### Исходный фрагмент
⟨
Это сторона, по нашему мнению, связана с историческим опытом человечества,
каковой недвусмысленно свидетельствует: на всем протяжении истории
человеческого общества, с древнейших времен до наших дней на сто или даже
тысячу благих идей, сулящих разные блага в случае реализации соответствующих
нововведений, обычно лишь одна оказывается действительно конструктивной, да и
то не так, как представлялось ее первоначальному генератору, а так, как это
объективно реализовалось впоследствии, зачастую очень непохоже, порой прямо
противоположно замыслу инициатора. Что ж, таков путь прогресса. Что касается
остальных, то они на поверку оказываются либо пустоцветными, нереальными, либо,
что еще хуже — социально опасными, вредными, гибельными, теми самыми благими
намерениями, которые, как известно, ведут в ад. Наиболее
яркий пример — история социалистической мысли со времен Возрождения до наших
дней. Если
уподобить человеческие представления своего рода “популяциям идей”, то рутинные
мысли окажутся схожи с “нормальными особями” подобной популяции, а новаторские
— с мутантными. И чем оригинальнее идея — тем отвратительнее представляется
“мутант” нормальным особям, причем их отвращение к нему вполне рациональное,
поскольку скорее всего или чаще даже почти наверняка мутант — всего лишь урод,
потомство которого, если дать ему расплодиться, может привести к гибели
соответствующую популяцию. Разве не в точности так же относимся мы к уродам и
дебилам, разве не опасаемся гибельной для человечества опасности их
размножения? Однако столь
же хорошо известно, что мутация (не всякая, конечно, а оптимальная для
изменившихся условий) — двигатель прогресса. И если бы не мутация, органический
мир нашей планеты так и застрял бы на уровне каких-нибудь одноклеточных
водорослей, а то и на еще более примитивном. Во всяком случае, без мутации
человеку было ни за что не произойти ни от обезьяны, ни от кого бы то ни было
еще. И все же,
как мы только что указали, почти всякий мутант — урод, грозящий гибелью.
Поэтому, на всякий случай, отношение ко всем мутантам — активно негативное. Тот
самый сперматозоид, который оплодотворит яйцо, должен очень постараться, чтобы
опередить других и доказать тем самым свои наилучшие генетические свойства,
способные передаться по наследству. По этой, довольно яркой, на наш взгляд,
аналогии та идея, порождающая нововведение, которая действительно не гибельна,
а позитивна, конструктивна, должна обязательно пройти возможно более суровый
искус, выдержать испытание на закалку, на неприятие. И если успешно преодолеет
— значит, жизнеспособна. А если нет — значит, нежизнеспособна. Подобная
философия очень огорчительна для новаторов, поскольку предполагает для
большинства из них скорбный путь Иисуса Христа (тоже несшего, как известно,
весьма значительные нововведения, причем, как оказалось, не только для своего
времени). Но что же делать? Если даже в суровой атмосфере неприятия нового то и
дело пробивают себе дорогу нововведения идиотические, разрушительные, гибельные
(примеров несть числа: вспомним хотя бы все более легко доступные разновидности
наркотиков), то нетрудно представить себе, что произошло бы, если бы
человечество встречало “на ура” любые предлагаемые нововведения, так сказать, с
порога. Впрочем,
история нашей страны на протяжении ряда последних десятилетий явила миру
достаточное количество ярчайших примеров, что именно происходит, когда едва
родившееся нововведение без малейшего критического восприятия встречают бурей
аплодисментов, переходящих в овации. Так что здесь дальнейшие комментарии
излишни. Два вывода
проистекают из только что описанного нами феномена “футурофобии” в обыденном
сознании: 1.
⟩
### Раздел данных
⟨
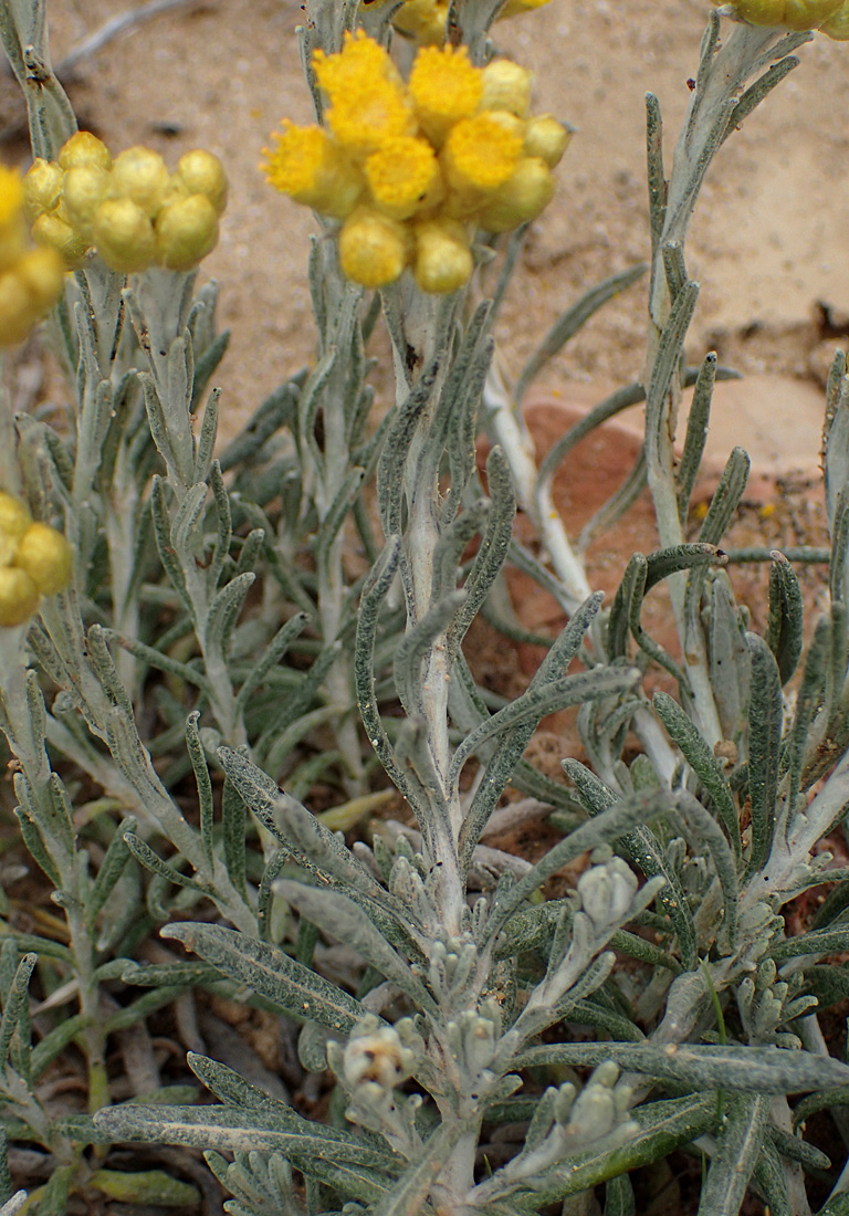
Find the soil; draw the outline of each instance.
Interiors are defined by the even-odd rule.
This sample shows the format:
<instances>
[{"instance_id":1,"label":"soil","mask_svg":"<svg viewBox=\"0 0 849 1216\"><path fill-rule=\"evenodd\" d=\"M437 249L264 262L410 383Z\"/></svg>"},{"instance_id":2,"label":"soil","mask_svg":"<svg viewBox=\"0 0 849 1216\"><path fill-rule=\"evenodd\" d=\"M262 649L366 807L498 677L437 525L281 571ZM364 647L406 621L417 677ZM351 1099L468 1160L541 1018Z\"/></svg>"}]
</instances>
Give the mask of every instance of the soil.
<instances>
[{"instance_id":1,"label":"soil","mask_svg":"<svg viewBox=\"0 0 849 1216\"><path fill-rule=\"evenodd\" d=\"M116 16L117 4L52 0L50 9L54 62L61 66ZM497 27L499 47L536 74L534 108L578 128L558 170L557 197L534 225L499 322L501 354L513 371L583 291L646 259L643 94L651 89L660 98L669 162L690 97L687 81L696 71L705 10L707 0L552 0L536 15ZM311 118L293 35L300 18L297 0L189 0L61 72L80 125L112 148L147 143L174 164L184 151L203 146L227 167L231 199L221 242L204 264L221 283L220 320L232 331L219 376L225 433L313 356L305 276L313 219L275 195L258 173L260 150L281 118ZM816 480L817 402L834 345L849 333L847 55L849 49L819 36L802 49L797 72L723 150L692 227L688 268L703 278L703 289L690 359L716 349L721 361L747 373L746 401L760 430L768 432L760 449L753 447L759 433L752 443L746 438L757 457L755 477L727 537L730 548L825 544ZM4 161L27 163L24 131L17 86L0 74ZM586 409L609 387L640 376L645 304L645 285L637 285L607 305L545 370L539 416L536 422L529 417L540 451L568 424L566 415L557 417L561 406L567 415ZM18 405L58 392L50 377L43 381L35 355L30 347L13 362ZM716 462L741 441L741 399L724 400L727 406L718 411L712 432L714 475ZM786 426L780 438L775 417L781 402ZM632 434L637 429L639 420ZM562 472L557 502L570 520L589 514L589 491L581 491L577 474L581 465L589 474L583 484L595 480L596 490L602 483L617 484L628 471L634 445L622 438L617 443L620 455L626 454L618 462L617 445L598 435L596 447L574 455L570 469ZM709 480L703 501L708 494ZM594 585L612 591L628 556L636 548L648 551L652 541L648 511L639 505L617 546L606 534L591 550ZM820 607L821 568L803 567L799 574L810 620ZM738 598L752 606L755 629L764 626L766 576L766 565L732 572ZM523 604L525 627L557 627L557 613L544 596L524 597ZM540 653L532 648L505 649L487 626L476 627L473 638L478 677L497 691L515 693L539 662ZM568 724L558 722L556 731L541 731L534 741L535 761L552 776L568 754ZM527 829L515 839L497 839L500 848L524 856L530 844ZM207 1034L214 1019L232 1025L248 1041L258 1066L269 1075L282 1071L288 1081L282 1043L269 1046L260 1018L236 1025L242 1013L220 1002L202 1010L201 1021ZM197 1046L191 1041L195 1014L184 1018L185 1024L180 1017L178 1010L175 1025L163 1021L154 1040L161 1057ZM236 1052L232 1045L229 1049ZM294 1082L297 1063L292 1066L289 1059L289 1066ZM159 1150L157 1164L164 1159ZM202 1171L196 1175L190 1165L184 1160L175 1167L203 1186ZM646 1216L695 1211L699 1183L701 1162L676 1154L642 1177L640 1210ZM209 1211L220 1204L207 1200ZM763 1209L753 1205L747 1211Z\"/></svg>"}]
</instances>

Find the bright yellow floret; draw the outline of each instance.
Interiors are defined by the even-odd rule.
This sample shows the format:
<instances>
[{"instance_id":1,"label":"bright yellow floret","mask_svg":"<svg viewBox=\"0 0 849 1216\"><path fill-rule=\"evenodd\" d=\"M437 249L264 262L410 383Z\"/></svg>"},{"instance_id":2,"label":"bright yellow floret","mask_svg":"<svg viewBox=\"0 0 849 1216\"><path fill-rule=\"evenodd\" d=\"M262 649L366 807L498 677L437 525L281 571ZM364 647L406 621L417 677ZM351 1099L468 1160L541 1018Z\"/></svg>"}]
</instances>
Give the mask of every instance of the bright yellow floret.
⟩
### Цель задания
Установите, соответствуют ли фрагменту об идеях и нововведениях следующие утверждения: (a) из ста или тысячи благих идей обычно лишь одна оказывается действительно конструктивной; (b) отвращение «нормальных особей» к «мутанту» названо иррациональным; (c) идея, порождающая конструктивное нововведение, должна пройти суровое испытание. Для каждого утверждения дайте ответ «да» или «нет» и приведите точную цитату из фрагмента, которая это решает.

### Результат
(a) Да: «обычно лишь одна оказывается действительно конструктивной».
(b) Нет: «их отвращение к нему вполне рациональное».
(c) Да: «должна обязательно пройти возможно более суровый искус».